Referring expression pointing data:
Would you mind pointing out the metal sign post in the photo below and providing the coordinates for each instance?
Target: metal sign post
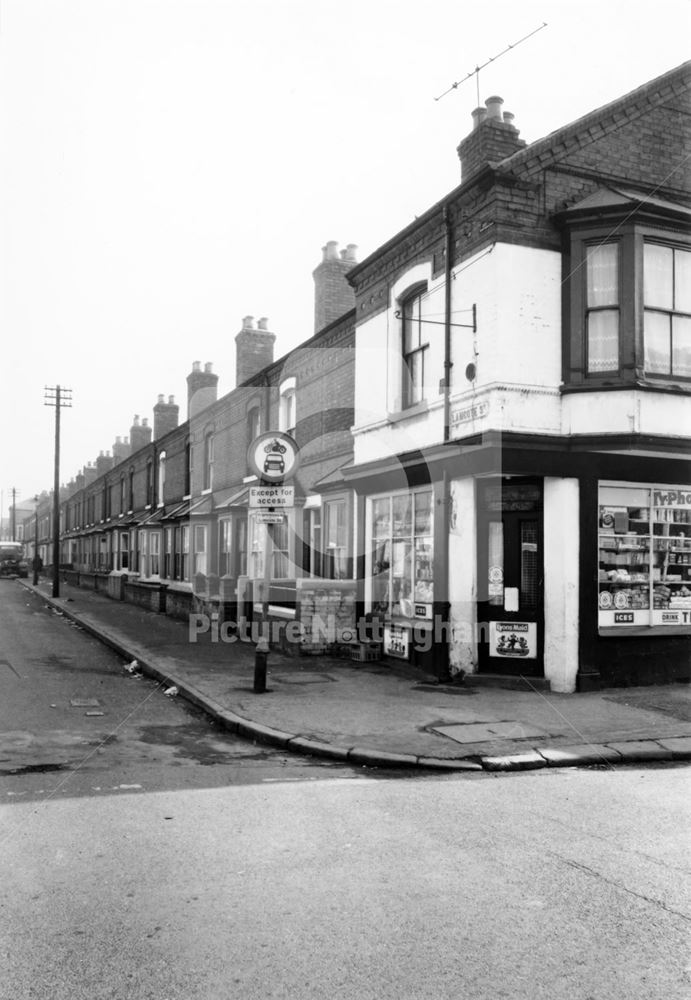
(273, 457)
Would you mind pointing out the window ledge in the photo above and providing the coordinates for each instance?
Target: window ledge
(411, 411)
(672, 388)
(623, 631)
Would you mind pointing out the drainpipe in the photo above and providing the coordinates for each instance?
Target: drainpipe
(448, 253)
(442, 604)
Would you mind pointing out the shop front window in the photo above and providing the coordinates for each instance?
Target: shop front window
(644, 556)
(224, 547)
(200, 563)
(185, 552)
(335, 531)
(402, 555)
(155, 553)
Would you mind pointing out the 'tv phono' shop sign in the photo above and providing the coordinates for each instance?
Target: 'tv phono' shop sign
(274, 457)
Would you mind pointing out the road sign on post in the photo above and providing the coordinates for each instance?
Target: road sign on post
(273, 457)
(271, 497)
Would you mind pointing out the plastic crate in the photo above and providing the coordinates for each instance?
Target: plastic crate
(365, 652)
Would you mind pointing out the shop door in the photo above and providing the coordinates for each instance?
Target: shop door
(510, 571)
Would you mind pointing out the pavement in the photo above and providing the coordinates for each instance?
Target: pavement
(382, 715)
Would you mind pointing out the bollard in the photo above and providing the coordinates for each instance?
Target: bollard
(261, 653)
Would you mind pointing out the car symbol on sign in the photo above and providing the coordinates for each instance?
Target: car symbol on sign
(274, 463)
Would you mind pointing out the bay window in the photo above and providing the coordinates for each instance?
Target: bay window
(602, 305)
(667, 310)
(414, 349)
(627, 285)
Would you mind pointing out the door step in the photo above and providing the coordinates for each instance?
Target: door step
(513, 682)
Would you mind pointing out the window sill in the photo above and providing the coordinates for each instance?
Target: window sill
(625, 631)
(679, 388)
(410, 411)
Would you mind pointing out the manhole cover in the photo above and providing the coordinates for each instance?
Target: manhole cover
(483, 732)
(305, 678)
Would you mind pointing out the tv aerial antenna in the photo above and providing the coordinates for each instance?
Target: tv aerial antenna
(476, 72)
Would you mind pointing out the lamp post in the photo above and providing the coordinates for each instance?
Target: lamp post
(35, 580)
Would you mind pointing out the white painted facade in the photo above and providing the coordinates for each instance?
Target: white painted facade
(516, 351)
(561, 550)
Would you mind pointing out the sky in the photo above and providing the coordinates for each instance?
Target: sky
(170, 166)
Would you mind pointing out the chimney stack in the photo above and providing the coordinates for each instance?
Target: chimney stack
(254, 349)
(140, 434)
(89, 473)
(202, 388)
(333, 296)
(104, 462)
(121, 450)
(165, 416)
(493, 138)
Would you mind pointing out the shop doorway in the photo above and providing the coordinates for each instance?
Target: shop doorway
(510, 610)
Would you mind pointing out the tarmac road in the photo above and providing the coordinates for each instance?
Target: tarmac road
(172, 862)
(73, 720)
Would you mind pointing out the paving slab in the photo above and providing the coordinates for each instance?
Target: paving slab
(514, 762)
(641, 750)
(589, 753)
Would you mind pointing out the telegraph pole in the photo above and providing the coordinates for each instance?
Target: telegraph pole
(58, 397)
(35, 562)
(13, 520)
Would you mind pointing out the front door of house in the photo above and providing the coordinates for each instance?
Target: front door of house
(510, 609)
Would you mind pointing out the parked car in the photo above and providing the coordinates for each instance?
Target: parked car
(12, 561)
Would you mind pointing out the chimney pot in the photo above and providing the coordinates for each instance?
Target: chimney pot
(478, 116)
(493, 105)
(333, 296)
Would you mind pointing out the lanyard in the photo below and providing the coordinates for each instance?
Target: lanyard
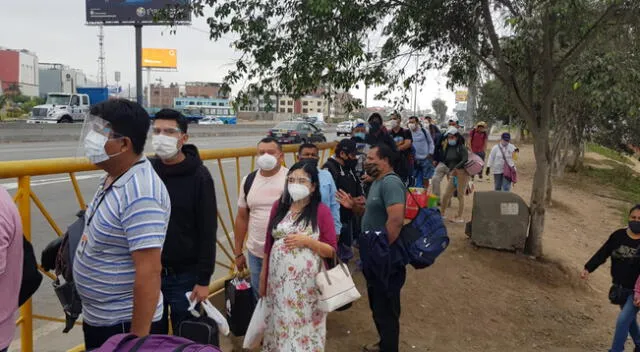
(104, 192)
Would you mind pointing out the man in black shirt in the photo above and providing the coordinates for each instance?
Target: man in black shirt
(189, 252)
(403, 141)
(349, 195)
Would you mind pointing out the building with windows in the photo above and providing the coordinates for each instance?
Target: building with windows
(19, 72)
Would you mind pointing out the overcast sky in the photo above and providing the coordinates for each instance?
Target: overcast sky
(55, 30)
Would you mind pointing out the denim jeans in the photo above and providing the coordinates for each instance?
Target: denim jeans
(255, 266)
(626, 325)
(501, 183)
(174, 287)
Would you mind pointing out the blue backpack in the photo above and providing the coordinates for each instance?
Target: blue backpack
(424, 238)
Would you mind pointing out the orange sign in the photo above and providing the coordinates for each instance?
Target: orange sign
(159, 58)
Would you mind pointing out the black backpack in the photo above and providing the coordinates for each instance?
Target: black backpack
(31, 276)
(59, 255)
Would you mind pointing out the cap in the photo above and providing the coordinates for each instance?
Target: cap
(346, 145)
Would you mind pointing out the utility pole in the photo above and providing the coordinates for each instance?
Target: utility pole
(366, 86)
(101, 57)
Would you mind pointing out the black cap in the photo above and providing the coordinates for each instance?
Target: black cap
(346, 145)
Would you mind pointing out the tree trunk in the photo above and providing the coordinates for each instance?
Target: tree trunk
(538, 193)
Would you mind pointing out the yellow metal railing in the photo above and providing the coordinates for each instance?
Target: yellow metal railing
(24, 170)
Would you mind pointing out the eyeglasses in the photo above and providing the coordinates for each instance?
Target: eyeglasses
(156, 130)
(298, 180)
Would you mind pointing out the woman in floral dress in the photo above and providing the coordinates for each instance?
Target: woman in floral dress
(299, 236)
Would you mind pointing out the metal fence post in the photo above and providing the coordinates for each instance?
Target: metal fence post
(26, 312)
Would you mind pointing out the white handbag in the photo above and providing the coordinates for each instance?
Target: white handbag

● YOUR ASSIGNMENT
In the copy, omit the pictures and give every line of the data exactly.

● REPLY TO THE TASK
Would you mind pointing out the metal sign post in the photo below and providing the coordinates for each instance?
Target: metal sign post
(273, 457)
Would you mind pointing out the window ledge in the photo above and providing the coordinates for each instance?
Target: window ledge
(411, 411)
(672, 388)
(623, 631)
Would you mind pointing out the drainpipe in the photo above and providing the coordinates for each instance?
Target: drainpipe
(448, 253)
(442, 604)
Would you mind pointing out the shop front window in the photo above and providing the coordinates for each instance?
Target: shop front window
(644, 556)
(224, 547)
(200, 563)
(185, 552)
(335, 531)
(402, 555)
(155, 553)
Would you mind pointing out the 'tv phono' shop sign in the photo above and providing the coordinates for each instance?
Target: 'tv phono' shop sign
(274, 457)
Would you mind pointing out the road sign on post in the photo above and providing the coordinates for each instance?
Target: road sign on post
(273, 457)
(271, 497)
Would you mind pointing out the plastic crate in the photo above and providing the coordinates for each instance?
Target: plastic crate
(365, 652)
Would you mind pointing out the shop door in the photo above and providing the coordinates for each instance?
Target: shop door
(510, 571)
Would you mind pointing out the pavement in the photo above and providing the coordinates for each instance?
Target: pavement
(382, 715)
Would you mind pointing out the bollard in the photo above and providing the coordinates for each instance?
Target: bollard
(261, 653)
Would you mind pointing out the car symbol on sign in the photo above and providing the coordinates for each instance?
Target: car symbol on sign
(274, 463)
Would you mind pointing out the bay window in the photo above and providing the coordinates for each instance?
Target: bay window
(602, 305)
(667, 310)
(414, 349)
(627, 285)
Would you mind pointing out the door step in the photo above and providing the coordinates for each instance?
Target: door step
(513, 682)
Would you mind pointing out the window sill in the photo above and providing the coordinates for each instance?
Target: window sill
(625, 631)
(679, 388)
(410, 411)
Would you mind pointing out the manhole cover in the photo above and providing the coordinates for each instance?
Target: manhole cover
(483, 732)
(305, 678)
Would you mind pointing out the tv aerial antenna in the photo above and providing the coordinates for each instance?
Target: tv aerial antenna
(476, 72)
Would you mind pointing out the lamp post in the photo above and providing the coordinates for each instance?
Target: lamp post
(35, 580)
Would you mind pointing out the white painted facade in the photo above and providing the coordinates for each instance?
Target: white painted facade
(516, 351)
(561, 550)
Would you mind pointing out the sky in the photo above and providing the coordinates for each instance?
Target: sky
(170, 166)
Would you mind pointing out the chimney stack in the photo above and providing the coordinates for each instance?
Target: chimney stack
(254, 349)
(140, 434)
(89, 473)
(202, 388)
(333, 296)
(104, 462)
(121, 450)
(165, 416)
(493, 138)
Would you mind pointing out the shop doorway in the photo above and providing the coordinates for each instance?
Target: shop doorway
(510, 610)
Would you mind pointing out the tarmac road in the photo above and providing the coordinates for each instance?
Target: tarmac road
(172, 862)
(73, 720)
Would you mind pointing out the paving slab in the photo above and providing the coordinates for each instance?
Target: paving slab
(514, 762)
(641, 750)
(589, 753)
Would you mind pointing out the telegraph pole in the photo above and providing the coordinates for each instance?
Target: telegraph pole
(58, 397)
(35, 562)
(13, 520)
Would you mind pointing out the front door of house in the photo above and providing the coordinates for each instance?
Target: front door of house
(510, 609)
Would you mind pointing out the parked car in the photo above and providing the coordinates for each instance?
Target: parked car
(12, 561)
Would you mind pointing out the chimney pot in the photo above and providing the coordinates for each instance?
Target: chimney pot
(478, 116)
(493, 105)
(333, 296)
Would you mind pointing out the lanyard in the photo below and providing the coordinates for each instance?
Target: lanyard
(104, 192)
Would you mind pointing out the man in black shirt in the photo above and providing the coordinates for each instance?
Target: man in black shirt
(189, 252)
(403, 141)
(349, 195)
Would you mind pointing out the building with windows in the photo above and providing the coordinates for each instance?
Target: building with windows
(19, 72)
Would you mind pointing out the overcast sky in the photo above and providing the coordinates for each instance?
Target: overcast sky
(55, 30)
Would you mind pointing out the denim jeans in the photo above and providing the coordinates for each instance?
Target: denim jeans
(255, 266)
(626, 325)
(501, 183)
(174, 287)
Would you mind pointing out the blue backpack in the photo above and providing the coordinates for each instance?
Target: blue backpack
(424, 238)
Would you mind pointing out the orange sign in the photo above and providing the coordinates for each instance?
Target: orange sign
(159, 58)
Would you mind pointing out the black backpack in the photo above and providing the coordinates for each instance?
Target: black backpack
(31, 276)
(59, 255)
Would you mind pointing out the cap in the photo above and providing the coordinates for each instance?
Target: cap
(346, 145)
Would you mind pointing out the utility pole in the photo above and providing the coordinates for each instance?
Target: utility pole
(366, 86)
(101, 57)
Would you mind pointing out the black cap in the photo above and providing the coordinates for each instance?
Target: black cap
(346, 145)
Would you mind pointing out the tree trunk in the photo above and providing the coordinates for each instance?
Target: tree trunk
(538, 193)
Would you mind pointing out the yellow metal railing in the photo above and providing the coordinates for each instance?
Target: yellow metal railing
(24, 170)
Would you mind pointing out the eyeglasses in the photo above and providing the coordinates for each instance?
Target: eyeglasses
(156, 130)
(298, 180)
Would you mind pointing out the woman in floral dress in the photo above and providing the coordinates for each instance?
Target: woman in floral dress
(299, 236)
Would you mind pointing out the metal fence post in the photo above and providing the coordinates for each instance?
Target: metal fence post
(26, 312)
Would you mind pointing out the white handbag in the photo above and providing the coordinates for each instance?
Target: white handbag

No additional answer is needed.